*Selected text:*
Bayer filed the 127 page appeal late Friday evening with the California First District Court of Appeal in San Francisco. The company (formerly Monsanto) said, “The jury’s verdicts and the damages awarded cannot be reconciled with either the law or sound science.”

The May verdict, originally a $2 billion pay out to Alberta and Alva Pilliod, was reduced the damages to $86 million by the trial judge. 

According to the brief, “A new trial is also required because (1) the trial court abused its discretion by admitting highly inflammatory evidence concerning the falsification of test results by a third-party laboratory, and (2) the trial court proceedings were tainted by pervasive and egregious attorney misconduct.”

In addition to attorney misconduct, Bayer says jurors were persuaded by the 2015 IARC ruling. “Indeed, much of the trial revolved around a determination in 2015 — after all of Plaintiffs’ relevant exposures to Roundup had occurred — by the International Agency for Research on Cancer (IARC) that glyphosate is “probably carcinogenic” at some unknown dose. IARC is a nongovernmental consortium of scientists which reached the academic conclusion that glyphosate poses a theoretical cancer hazard detached from any real-world determination that glyphosate poses an actual risk to humans based on its use as an active ingredient in herbicides. After IARC announced its conclusions in 2015, international regulators again reevaluated the science and reaffirmed their findings that glyphosate-based herbicides have not been shown to pose a real-world cancer risk.”

In addition to IARC, many regulators worldwide, including the U.S. Environmental Protection Agency, have concluded that Roundup is not carcinogenic. Just this January, the EPA reaffirmed the safety of glyphosate

Bayer stands behind the safety of glyphosate and will continue to vigorously defend its glyphosate-based products. In April of 2019, all 107 Bayer-owned glyphosate safety study reports that were submitted to the European Food Safety Authority as part of the substance authorization process in the European Union are now accessible on Bayer’s dedicated transparency platform.

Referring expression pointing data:
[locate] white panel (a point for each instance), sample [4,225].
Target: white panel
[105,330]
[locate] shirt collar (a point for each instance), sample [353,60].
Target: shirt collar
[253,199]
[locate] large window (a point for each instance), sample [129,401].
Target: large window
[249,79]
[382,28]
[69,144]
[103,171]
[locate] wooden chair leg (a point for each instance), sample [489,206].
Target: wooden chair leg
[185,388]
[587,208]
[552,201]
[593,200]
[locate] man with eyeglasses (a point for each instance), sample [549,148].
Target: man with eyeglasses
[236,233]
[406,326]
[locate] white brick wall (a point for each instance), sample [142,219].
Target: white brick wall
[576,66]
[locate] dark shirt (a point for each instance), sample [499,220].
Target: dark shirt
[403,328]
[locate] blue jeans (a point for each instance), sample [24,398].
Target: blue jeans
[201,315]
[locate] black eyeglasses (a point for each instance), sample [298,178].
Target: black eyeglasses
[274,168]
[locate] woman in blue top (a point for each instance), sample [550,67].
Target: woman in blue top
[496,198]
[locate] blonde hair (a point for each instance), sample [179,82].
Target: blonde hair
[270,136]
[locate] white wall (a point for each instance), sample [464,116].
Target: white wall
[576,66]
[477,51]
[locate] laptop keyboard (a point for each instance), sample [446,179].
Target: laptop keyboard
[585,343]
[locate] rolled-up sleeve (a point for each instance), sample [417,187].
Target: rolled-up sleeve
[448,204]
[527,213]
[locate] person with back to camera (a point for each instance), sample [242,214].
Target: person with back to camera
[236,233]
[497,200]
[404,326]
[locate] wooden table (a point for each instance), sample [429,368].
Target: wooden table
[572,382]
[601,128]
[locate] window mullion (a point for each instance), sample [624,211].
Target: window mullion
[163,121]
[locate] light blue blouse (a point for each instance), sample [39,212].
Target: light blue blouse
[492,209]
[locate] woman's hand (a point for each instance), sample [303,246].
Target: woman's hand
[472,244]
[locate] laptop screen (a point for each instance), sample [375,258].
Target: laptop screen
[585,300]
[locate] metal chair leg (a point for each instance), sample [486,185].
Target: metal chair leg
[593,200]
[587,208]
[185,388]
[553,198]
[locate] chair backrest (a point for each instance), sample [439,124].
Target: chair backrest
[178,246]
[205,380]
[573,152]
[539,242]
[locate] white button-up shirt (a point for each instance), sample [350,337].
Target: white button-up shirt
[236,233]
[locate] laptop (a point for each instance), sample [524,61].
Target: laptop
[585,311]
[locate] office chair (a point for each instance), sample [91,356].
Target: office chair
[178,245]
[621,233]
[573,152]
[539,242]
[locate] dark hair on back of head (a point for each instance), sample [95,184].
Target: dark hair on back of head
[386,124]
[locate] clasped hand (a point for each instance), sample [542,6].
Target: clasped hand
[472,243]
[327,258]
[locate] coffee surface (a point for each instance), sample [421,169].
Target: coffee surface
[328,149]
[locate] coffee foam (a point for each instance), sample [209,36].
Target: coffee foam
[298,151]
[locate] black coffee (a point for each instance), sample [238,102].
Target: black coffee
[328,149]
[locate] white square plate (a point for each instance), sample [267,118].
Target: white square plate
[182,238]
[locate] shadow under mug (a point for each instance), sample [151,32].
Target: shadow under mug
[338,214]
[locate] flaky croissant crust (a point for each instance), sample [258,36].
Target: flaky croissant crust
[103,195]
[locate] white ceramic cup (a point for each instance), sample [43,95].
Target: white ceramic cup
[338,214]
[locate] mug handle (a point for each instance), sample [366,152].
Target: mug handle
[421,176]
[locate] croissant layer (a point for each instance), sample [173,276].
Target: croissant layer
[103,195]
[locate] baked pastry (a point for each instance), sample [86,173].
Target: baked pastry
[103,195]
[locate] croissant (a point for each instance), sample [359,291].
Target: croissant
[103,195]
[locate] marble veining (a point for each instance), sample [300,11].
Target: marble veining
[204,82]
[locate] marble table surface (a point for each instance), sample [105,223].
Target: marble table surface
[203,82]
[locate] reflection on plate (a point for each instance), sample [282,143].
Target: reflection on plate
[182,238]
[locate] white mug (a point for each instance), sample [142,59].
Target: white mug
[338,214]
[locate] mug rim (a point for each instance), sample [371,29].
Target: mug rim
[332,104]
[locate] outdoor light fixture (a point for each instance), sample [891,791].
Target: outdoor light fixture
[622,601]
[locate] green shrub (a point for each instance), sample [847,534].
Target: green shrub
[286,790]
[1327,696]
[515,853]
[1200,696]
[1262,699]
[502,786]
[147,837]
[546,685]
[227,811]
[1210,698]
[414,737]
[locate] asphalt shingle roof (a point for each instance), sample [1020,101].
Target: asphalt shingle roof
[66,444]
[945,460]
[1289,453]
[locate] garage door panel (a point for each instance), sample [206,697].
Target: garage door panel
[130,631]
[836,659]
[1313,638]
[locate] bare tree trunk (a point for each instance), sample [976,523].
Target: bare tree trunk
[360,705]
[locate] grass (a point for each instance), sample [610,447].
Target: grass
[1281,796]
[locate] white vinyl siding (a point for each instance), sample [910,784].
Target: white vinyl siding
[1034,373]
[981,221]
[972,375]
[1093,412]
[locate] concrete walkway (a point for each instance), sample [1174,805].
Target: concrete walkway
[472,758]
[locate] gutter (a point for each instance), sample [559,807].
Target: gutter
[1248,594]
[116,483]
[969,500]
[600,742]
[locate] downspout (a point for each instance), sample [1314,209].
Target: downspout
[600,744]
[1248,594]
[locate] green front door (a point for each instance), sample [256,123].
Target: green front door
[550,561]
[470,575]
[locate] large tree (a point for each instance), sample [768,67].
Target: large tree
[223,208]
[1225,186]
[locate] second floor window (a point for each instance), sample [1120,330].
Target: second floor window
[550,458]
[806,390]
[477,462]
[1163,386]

*Activity:* Update the part of the article about Bayer's Roundup appeal starting with "Bayer filed the" and going on through "the trial judge.", changing "Friday evening" to "Friday night".

*Your solution:*
Bayer filed the 127 page appeal late Friday night with the California First District Court of Appeal in San Francisco. The company (formerly Monsanto) said, “The jury’s verdicts and the damages awarded cannot be reconciled with either the law or sound science.”

The May verdict, originally a $2 billion pay out to Alberta and Alva Pilliod, was reduced the damages to $86 million by the trial judge.